__Given instruction__:
Locate every line in the items below that contains the string "segment", and copy each such line. Matching is case-sensitive.

__Dataset rows__:
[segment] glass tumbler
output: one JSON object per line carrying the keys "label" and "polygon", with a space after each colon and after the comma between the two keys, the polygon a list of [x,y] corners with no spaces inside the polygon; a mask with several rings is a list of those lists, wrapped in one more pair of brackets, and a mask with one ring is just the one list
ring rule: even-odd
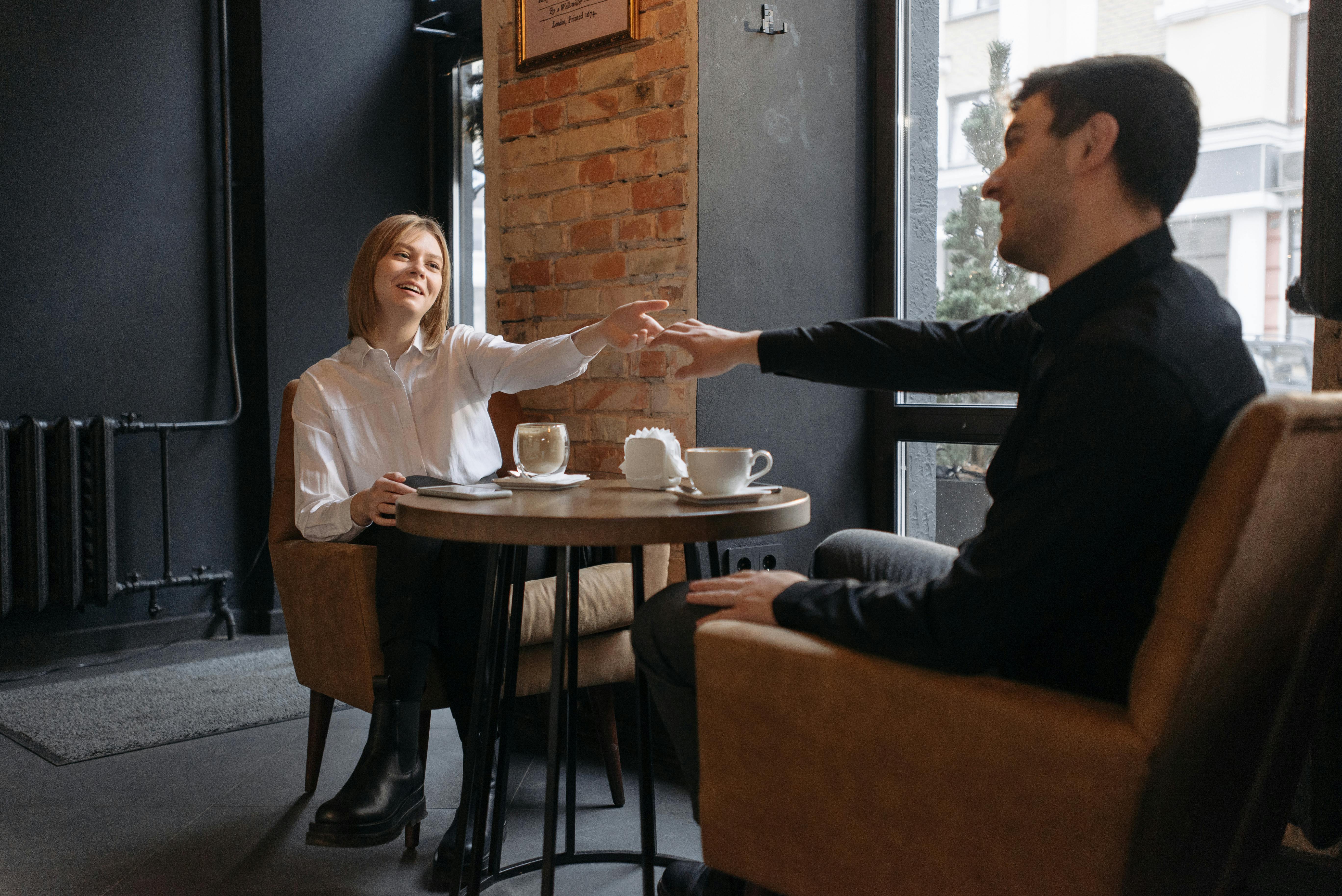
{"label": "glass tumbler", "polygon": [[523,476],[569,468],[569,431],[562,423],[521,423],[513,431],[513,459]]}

* * *

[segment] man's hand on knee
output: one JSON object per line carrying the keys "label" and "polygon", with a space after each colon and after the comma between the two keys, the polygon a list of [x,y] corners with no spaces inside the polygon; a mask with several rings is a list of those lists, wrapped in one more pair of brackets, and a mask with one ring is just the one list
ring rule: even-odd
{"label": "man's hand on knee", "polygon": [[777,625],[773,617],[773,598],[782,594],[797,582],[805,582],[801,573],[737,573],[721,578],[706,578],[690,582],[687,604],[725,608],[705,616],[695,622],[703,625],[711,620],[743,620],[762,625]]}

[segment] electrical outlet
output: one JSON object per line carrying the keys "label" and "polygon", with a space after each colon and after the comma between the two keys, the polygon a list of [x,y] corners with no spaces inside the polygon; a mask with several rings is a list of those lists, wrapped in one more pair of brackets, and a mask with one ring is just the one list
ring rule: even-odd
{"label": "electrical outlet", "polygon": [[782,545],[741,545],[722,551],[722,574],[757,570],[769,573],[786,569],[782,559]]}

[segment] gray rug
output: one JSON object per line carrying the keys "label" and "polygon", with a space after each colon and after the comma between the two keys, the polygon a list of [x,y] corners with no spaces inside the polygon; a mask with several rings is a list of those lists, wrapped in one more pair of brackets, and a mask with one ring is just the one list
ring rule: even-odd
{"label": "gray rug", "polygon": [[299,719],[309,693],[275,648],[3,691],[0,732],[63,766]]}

...

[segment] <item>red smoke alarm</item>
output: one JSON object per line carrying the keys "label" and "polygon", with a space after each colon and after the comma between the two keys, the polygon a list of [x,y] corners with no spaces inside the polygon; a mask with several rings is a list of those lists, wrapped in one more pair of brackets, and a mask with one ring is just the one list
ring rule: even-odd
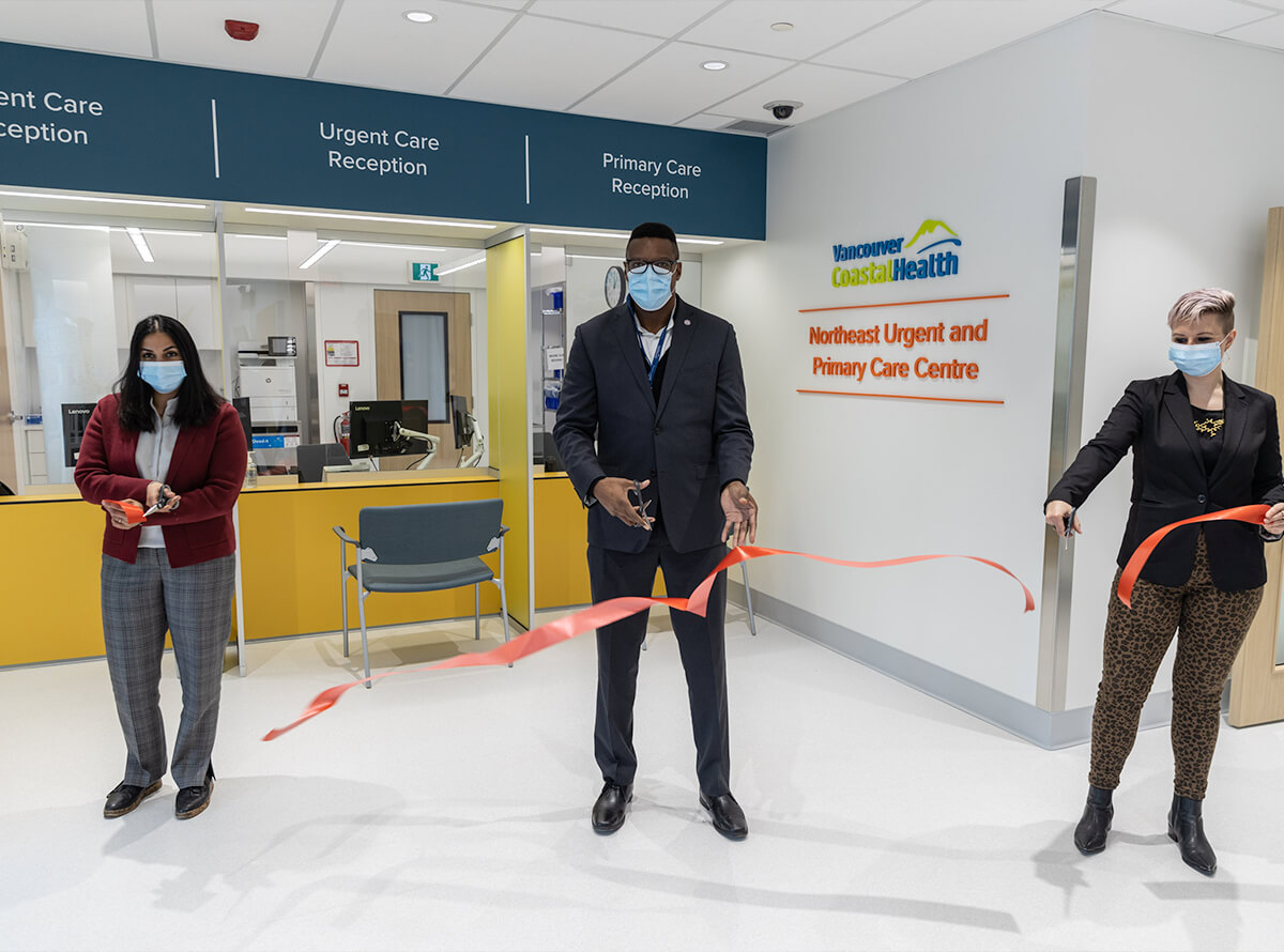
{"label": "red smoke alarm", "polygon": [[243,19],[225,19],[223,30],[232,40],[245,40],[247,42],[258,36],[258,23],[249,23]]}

__Result__:
[segment] glass tumbler
[segment] man's hand on knee
[segment] electrical outlet
[segment] gray rug
[segment] <item>red smoke alarm</item>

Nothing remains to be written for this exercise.